> _TASK TO COMPLETE_
This exercise calls for an exact copy of the listing below.

> _TASK MATERIAL_
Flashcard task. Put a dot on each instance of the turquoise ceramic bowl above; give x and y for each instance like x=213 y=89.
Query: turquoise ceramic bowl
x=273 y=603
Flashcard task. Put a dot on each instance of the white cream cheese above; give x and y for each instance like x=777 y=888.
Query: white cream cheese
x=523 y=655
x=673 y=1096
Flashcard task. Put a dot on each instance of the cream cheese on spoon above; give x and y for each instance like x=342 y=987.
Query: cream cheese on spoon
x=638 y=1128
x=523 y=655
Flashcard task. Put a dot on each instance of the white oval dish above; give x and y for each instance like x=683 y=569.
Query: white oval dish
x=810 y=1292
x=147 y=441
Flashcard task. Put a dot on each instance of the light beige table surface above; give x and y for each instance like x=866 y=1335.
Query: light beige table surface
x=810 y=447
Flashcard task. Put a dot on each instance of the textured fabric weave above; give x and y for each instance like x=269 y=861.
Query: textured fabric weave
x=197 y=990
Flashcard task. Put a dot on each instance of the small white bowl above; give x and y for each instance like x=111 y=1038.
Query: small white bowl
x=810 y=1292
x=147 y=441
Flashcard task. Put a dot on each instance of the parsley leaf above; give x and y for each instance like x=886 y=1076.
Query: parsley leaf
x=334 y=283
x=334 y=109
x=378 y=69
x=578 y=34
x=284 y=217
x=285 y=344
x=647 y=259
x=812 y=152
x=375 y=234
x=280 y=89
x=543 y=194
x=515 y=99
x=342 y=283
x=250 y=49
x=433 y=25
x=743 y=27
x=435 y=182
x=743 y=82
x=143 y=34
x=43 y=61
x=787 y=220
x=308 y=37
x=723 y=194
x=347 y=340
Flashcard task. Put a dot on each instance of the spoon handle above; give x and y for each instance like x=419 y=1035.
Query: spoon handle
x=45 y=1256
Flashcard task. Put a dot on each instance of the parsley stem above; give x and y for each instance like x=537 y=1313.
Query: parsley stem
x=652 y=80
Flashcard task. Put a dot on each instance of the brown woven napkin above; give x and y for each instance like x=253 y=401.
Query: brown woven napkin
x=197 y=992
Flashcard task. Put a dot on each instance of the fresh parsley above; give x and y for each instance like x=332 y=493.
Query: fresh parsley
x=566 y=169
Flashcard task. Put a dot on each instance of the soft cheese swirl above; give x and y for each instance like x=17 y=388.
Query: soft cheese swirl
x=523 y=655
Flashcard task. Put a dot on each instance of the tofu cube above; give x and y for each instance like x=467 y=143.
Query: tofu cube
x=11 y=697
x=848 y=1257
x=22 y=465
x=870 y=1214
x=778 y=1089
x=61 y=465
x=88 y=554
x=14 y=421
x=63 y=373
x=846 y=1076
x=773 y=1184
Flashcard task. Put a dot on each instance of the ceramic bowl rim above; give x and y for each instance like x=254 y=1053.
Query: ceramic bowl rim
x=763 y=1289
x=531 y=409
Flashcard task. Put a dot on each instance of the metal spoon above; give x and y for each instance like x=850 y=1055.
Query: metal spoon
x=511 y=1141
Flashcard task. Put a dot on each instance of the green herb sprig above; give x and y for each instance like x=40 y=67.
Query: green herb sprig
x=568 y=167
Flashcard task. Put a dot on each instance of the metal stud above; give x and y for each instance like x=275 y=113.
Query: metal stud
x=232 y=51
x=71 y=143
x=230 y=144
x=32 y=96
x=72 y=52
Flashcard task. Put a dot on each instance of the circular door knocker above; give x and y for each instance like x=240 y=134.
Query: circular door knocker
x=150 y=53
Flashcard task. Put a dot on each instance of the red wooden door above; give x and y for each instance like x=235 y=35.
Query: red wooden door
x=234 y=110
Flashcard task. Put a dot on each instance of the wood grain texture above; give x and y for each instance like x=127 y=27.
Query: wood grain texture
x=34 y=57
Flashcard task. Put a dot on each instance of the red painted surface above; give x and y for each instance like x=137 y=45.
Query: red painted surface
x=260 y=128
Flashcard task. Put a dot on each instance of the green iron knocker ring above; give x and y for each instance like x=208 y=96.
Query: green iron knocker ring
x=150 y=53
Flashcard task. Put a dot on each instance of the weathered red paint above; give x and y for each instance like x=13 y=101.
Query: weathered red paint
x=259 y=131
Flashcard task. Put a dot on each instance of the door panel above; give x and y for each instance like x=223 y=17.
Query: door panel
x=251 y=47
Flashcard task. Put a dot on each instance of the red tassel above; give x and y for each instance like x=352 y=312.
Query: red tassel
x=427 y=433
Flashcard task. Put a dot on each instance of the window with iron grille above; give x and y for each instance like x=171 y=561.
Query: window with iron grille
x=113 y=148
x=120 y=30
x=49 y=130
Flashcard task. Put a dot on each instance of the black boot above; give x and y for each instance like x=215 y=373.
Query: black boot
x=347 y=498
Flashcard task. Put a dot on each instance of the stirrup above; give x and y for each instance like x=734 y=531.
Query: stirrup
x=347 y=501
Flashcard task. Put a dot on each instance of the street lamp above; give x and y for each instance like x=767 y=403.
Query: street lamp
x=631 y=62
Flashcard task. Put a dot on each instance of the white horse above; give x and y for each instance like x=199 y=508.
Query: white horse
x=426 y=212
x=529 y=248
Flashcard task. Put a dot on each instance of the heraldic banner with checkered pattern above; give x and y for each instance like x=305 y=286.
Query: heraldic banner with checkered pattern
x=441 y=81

> _WRITTEN SOLUTION_
Flashcard task. Put a dot on each instance of the turquoise ceramic bowl above; give x and y for each instance like x=213 y=89.
Query: turquoise ceramic bowl
x=273 y=603
Flashcard task. Put a dot on each instance of the white cream cheese above; give x and y for each instance like x=777 y=888.
Query: white cream cheese
x=523 y=655
x=673 y=1096
Flashcard task. Put a dot on each instance of the cream cheese on spoon above; give x and y for each instance like x=342 y=987.
Query: cream cheese on spoon
x=638 y=1128
x=523 y=655
Flashcard task. Put a dot on each instance of the white oval dish above; give x and y for each instance like x=683 y=569.
Query: white oval dish
x=810 y=1292
x=147 y=441
Flashcard task. Put a dot on each instance of the light beige table surface above; give x and y for each instance like x=866 y=1335.
Query: light beige table surface
x=810 y=447
Flashcard task. Put a dot on each instance of the textured fabric weave above; give x and y for each instance like x=269 y=861.
Query: textured fabric weave
x=197 y=990
Flashcard task. Put a dot on each instance of the small white bowl above; give x and y for each instance like x=111 y=1038.
Query: small white bowl
x=810 y=1292
x=147 y=441
Flashcard task. Put a dot on each instance of the parsley leaf above; give x and y for each instance like x=886 y=1076.
Query: parsley leaf
x=334 y=283
x=334 y=109
x=378 y=69
x=578 y=34
x=284 y=217
x=285 y=344
x=647 y=259
x=812 y=152
x=375 y=234
x=280 y=89
x=543 y=194
x=515 y=99
x=342 y=283
x=250 y=49
x=433 y=25
x=743 y=27
x=435 y=182
x=743 y=82
x=143 y=34
x=43 y=61
x=787 y=220
x=308 y=37
x=723 y=194
x=347 y=340
Flashcard task. Put a dot on each instance of the spoon handle above; give x and y for each instance like x=419 y=1035.
Query: spoon handle
x=45 y=1256
Flashcard task. Put a dot on each instance of the parsley stem above; give x and y for each instance like x=537 y=1313.
Query: parsley stem
x=652 y=80
Flashcard task. Put a dot on each instance of the brown woven napkin above; give x and y for each instance like x=253 y=401.
Query: brown woven napkin
x=197 y=992
Flashcard task. Put a dot on each instance of the fresh parsley above; give x and y for each instance like x=332 y=493.
Query: fresh parsley
x=566 y=169
Flashcard task. Put a dot on each instance of the soft cheese swirl above; give x and y for each instance like x=17 y=388.
Query: soft cheese swirl
x=523 y=655
Flashcard task. Put a dot on each instance of the tofu cube above; give x and y for each instance like x=467 y=143.
Query: tofu cube
x=11 y=697
x=848 y=1257
x=22 y=465
x=870 y=1214
x=778 y=1089
x=61 y=465
x=88 y=554
x=14 y=421
x=63 y=373
x=846 y=1076
x=773 y=1184
Flashcard task. Put a dot on each instance of the ceramic bowl rim above; give x and y for each instance like x=254 y=1053.
Query: ceramic bowl rim
x=763 y=1289
x=531 y=409
Flashcard task. Put a dot on each instance of the metal spoon above; give x and y for each instance like x=850 y=1055.
Query: metal spoon
x=511 y=1141
Flashcard task. Put a dot on each instance of the green herb sprig above; give x and y for each instance like x=40 y=67.
Query: green herb sprig
x=568 y=167
Flashcard task. Put a dot on each instance of the metal stud above; give x and y for each instance like x=275 y=113.
Query: metal stud
x=232 y=51
x=71 y=143
x=230 y=144
x=32 y=96
x=72 y=52
Flashcard task. Put a dot on each instance of the circular door knocker above; give x and y for each instance like x=240 y=134.
Query: circular door knocker
x=150 y=53
Flashcard task. Put a dot on each instance of the red wooden door above; give x and y for each instance like x=235 y=35.
Query: red wooden door
x=234 y=110
Flashcard task. Put a dot on each instance of the wood grain texture above; give x and y for each instance like x=127 y=27.
Query: wood grain texture
x=34 y=57
Flashcard task. Put a dot on each instance of the red painted surface above; give x and y for each instance like x=137 y=45.
Query: red painted surface
x=260 y=128
Flashcard task. Put a dot on each instance of the green iron knocker ring above; give x and y for each instance like x=208 y=96.
Query: green iron knocker ring
x=150 y=53
Flashcard task. Put a dot on each instance of the weathered red paint above; give x and y for each instance like x=13 y=101.
Query: weathered red paint
x=259 y=131
Flashcard task. Put a dot on each instance of the door panel above; give x and y for each instance like x=223 y=17.
Query: door panel
x=251 y=47
Flashcard task. Put a dot on each instance of the red tassel above; give x and y for each instance like x=352 y=312.
Query: red tassel
x=427 y=433
Flashcard task. Put a dot on each instance of the window with iron grille above; give x and y for each instance like x=171 y=561.
Query: window with iron grille
x=113 y=148
x=120 y=30
x=49 y=130
Flashcard task. Put a dot on each instance of the black boot above; give x and y for each instance like x=215 y=373.
Query: black boot
x=347 y=498
Flashcard task. Put a dot on each instance of the stirrup above; give x and y for each instance like x=734 y=531.
Query: stirrup
x=347 y=501
Flashcard task. Put a dot on each instance of the street lamp above; give x and y for each instance like x=767 y=403.
Query: street lamp
x=631 y=62
Flashcard task. Put a dot on each instance of the white horse above; give x and y for each instance like x=199 y=508.
Query: white horse
x=426 y=212
x=529 y=248
Flashcard task. Put a dot on each instance of the heraldic banner with checkered pattern above; give x and y for each instance like x=305 y=286.
Query: heraldic banner with checkered pattern
x=441 y=81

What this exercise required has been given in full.